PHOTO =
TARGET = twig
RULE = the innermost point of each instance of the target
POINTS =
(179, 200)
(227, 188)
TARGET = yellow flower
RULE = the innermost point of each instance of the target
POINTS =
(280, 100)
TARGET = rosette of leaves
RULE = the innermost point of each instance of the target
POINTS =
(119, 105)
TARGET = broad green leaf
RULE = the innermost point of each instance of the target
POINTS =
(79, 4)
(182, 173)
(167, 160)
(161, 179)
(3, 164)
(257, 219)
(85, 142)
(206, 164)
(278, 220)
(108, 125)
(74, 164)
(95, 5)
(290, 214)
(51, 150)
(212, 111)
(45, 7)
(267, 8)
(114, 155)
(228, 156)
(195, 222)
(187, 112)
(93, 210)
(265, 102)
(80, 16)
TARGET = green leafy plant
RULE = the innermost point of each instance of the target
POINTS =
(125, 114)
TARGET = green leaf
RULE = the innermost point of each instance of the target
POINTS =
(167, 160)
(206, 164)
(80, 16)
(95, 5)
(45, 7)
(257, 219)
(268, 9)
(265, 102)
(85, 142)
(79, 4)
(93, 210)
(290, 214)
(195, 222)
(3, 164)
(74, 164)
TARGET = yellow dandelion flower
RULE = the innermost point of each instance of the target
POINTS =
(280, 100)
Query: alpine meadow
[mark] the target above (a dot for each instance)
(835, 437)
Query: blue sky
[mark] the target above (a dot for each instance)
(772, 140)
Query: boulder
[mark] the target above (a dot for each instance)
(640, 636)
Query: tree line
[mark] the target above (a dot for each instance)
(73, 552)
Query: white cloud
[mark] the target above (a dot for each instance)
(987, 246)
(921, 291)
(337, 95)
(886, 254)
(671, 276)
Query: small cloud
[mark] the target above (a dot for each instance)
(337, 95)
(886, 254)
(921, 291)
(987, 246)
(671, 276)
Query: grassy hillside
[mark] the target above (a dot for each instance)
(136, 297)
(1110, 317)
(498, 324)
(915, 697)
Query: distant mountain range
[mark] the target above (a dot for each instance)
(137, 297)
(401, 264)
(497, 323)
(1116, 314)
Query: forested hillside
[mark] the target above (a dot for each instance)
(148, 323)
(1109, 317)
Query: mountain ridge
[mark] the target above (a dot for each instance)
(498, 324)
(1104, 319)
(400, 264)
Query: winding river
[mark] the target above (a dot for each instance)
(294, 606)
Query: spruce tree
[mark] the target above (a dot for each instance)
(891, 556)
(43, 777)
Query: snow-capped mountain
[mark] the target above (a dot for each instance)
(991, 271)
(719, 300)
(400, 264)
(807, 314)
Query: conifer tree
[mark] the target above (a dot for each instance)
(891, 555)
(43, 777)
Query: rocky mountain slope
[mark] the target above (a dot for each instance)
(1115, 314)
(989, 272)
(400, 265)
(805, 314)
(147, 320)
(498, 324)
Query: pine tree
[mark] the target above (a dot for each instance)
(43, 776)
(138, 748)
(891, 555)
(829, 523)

» **What the task requires**: Can you rewrite the listing from the line holding "TARGET = yellow dandelion flower" through the end of the listing, inclusive, keeping every line, with each point coordinate multiplied by 1.45 and rounded to a whole number (halves rounded up)?

» **The result**:
TARGET = yellow dandelion flower
RULE = the innermost point of each instance of the target
POINTS =
(406, 145)
Query: alpine meadow
[mark] the target above (a dot for each instance)
(1211, 634)
Query: blue sky
[mark] the target above (a dot for each instance)
(1119, 203)
Query: boulder
[mark] the target above (a dot for each instance)
(928, 922)
Query: tree line
[mark] the target above (a dot for each instance)
(106, 800)
Query: white cloud
[mark] the target above (a dot for each instance)
(1431, 357)
(1335, 422)
(489, 138)
(1285, 368)
(973, 400)
Query: small cloud
[mark] the target above (a dot for each instance)
(489, 138)
(1285, 368)
(1335, 422)
(1431, 357)
(973, 400)
Query: grassy hillside
[mark] the target above (a dot for each instance)
(197, 431)
(1610, 460)
(722, 470)
(1327, 1011)
Query: distant mountain range
[mark] the target above (a dot for each instance)
(199, 431)
(581, 383)
(721, 468)
(1618, 455)
Query: forested hillside
[mark] the target above (a dot for each instance)
(215, 468)
(1608, 460)
Query: mountain ridge
[mark] the target above (a dot for each instance)
(722, 470)
(1601, 463)
(580, 383)
Query: winding river
[mark] the target above (a dot for each instance)
(426, 879)
Query: spruce tree
[mark] the target above (a dot for each instance)
(1292, 806)
(62, 1127)
Query: snow-capped mountain
[mark] the target above (a dot for each instance)
(1437, 393)
(1043, 435)
(580, 383)
(1170, 455)
Query: conifer tree
[mark] the target above (a dot for each instance)
(1292, 805)
(62, 1127)
Query: rocky mountain slope
[mark] the target above (a dot for each instance)
(1617, 455)
(1434, 394)
(580, 384)
(1167, 455)
(213, 464)
(722, 470)
Query: pine tree
[mark] the target above (a dot for each instance)
(62, 1125)
(200, 1085)
(1292, 805)
(1202, 758)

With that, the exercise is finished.